WORK INSTRUCTIONS — If a line below includes the string "overcast", copy it.
==== EXTRACTED MATERIAL ====
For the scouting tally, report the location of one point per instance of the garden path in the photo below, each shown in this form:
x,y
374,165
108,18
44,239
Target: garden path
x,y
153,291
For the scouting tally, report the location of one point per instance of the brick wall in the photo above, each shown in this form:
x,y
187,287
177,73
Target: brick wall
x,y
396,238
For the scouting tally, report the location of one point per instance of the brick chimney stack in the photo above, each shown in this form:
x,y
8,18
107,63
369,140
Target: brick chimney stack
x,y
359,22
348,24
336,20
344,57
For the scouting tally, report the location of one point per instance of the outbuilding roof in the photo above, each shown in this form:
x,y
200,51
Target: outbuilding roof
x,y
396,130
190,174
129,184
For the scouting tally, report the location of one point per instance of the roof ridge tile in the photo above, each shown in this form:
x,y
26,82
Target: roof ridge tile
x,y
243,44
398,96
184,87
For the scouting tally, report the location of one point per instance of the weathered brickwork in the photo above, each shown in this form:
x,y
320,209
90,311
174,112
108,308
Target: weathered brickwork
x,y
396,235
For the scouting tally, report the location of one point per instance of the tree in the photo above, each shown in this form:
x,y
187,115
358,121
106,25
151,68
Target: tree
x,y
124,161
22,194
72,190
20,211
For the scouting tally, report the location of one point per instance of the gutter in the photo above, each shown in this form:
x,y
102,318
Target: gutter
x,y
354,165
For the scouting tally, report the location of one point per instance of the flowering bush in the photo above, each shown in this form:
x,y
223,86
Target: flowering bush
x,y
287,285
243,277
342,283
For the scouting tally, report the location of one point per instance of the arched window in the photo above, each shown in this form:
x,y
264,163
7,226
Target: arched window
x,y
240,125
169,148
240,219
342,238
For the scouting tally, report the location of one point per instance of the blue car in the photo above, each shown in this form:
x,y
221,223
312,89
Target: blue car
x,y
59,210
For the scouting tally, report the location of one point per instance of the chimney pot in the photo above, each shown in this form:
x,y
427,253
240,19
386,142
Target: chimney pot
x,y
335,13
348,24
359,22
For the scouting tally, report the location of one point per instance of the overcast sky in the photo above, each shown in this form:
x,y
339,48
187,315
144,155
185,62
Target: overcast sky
====
SOLUTION TO THE PROBLEM —
For the scouting tally, report the location of one point per instance of the overcast sky in the photo above, each shown in this form:
Target: overcast sky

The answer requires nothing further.